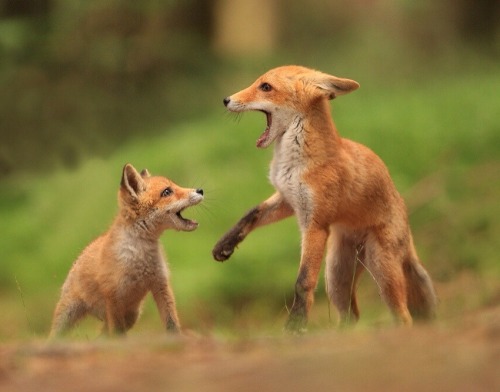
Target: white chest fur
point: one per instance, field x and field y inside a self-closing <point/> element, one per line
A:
<point x="287" y="170"/>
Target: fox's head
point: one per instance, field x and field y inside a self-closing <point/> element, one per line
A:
<point x="285" y="94"/>
<point x="155" y="203"/>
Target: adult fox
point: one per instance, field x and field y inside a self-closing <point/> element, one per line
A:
<point x="342" y="195"/>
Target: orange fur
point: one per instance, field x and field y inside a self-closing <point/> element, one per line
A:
<point x="111" y="277"/>
<point x="341" y="193"/>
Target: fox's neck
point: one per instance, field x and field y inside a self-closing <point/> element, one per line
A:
<point x="139" y="230"/>
<point x="312" y="137"/>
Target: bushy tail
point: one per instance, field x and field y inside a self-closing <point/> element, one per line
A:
<point x="421" y="296"/>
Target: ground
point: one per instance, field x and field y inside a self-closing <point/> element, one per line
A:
<point x="459" y="355"/>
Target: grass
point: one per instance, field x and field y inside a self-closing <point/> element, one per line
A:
<point x="439" y="139"/>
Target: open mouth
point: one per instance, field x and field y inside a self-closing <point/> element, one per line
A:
<point x="262" y="141"/>
<point x="186" y="224"/>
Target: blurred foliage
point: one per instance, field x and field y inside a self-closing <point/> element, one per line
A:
<point x="82" y="77"/>
<point x="87" y="86"/>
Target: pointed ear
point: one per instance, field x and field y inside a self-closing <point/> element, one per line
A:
<point x="132" y="181"/>
<point x="145" y="173"/>
<point x="333" y="86"/>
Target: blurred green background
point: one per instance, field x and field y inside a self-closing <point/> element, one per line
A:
<point x="87" y="86"/>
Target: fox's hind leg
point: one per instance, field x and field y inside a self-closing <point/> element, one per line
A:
<point x="384" y="261"/>
<point x="66" y="315"/>
<point x="343" y="268"/>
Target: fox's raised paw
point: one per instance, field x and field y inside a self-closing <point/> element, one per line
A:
<point x="221" y="253"/>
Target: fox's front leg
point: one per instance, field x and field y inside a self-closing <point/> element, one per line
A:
<point x="165" y="302"/>
<point x="271" y="210"/>
<point x="313" y="249"/>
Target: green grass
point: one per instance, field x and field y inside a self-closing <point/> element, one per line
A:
<point x="440" y="139"/>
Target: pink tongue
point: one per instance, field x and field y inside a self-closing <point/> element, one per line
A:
<point x="262" y="139"/>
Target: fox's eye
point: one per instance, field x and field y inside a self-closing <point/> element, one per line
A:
<point x="265" y="87"/>
<point x="166" y="192"/>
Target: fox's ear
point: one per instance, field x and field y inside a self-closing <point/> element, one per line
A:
<point x="132" y="181"/>
<point x="333" y="86"/>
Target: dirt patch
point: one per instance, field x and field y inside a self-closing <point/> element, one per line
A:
<point x="460" y="357"/>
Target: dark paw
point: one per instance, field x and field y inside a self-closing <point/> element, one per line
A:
<point x="222" y="253"/>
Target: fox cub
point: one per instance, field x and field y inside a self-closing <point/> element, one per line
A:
<point x="112" y="276"/>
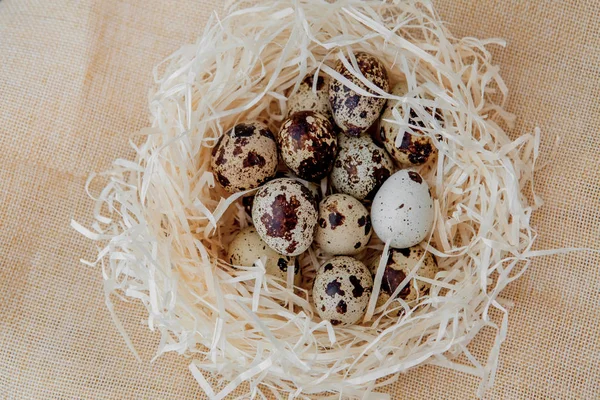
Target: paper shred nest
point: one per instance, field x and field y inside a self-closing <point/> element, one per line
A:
<point x="164" y="224"/>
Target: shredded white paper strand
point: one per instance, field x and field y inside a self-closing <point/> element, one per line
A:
<point x="164" y="224"/>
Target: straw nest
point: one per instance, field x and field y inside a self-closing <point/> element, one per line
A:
<point x="165" y="225"/>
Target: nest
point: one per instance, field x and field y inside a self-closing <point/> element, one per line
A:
<point x="165" y="225"/>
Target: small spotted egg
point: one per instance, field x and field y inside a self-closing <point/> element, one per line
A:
<point x="413" y="148"/>
<point x="402" y="210"/>
<point x="341" y="290"/>
<point x="285" y="215"/>
<point x="306" y="100"/>
<point x="398" y="266"/>
<point x="247" y="247"/>
<point x="361" y="167"/>
<point x="308" y="145"/>
<point x="352" y="112"/>
<point x="344" y="225"/>
<point x="245" y="157"/>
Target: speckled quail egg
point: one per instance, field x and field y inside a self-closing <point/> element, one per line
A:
<point x="245" y="157"/>
<point x="344" y="225"/>
<point x="352" y="112"/>
<point x="398" y="266"/>
<point x="247" y="247"/>
<point x="412" y="148"/>
<point x="341" y="290"/>
<point x="306" y="100"/>
<point x="402" y="210"/>
<point x="308" y="145"/>
<point x="285" y="215"/>
<point x="361" y="167"/>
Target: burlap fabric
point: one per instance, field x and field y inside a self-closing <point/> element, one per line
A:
· · · ·
**PROBLEM DETAILS**
Each line in the listing above that includes the word "blurred" needs to be copied out.

**OUTPUT OF THE EXERCISE**
Target: blurred foliage
Target: blurred green background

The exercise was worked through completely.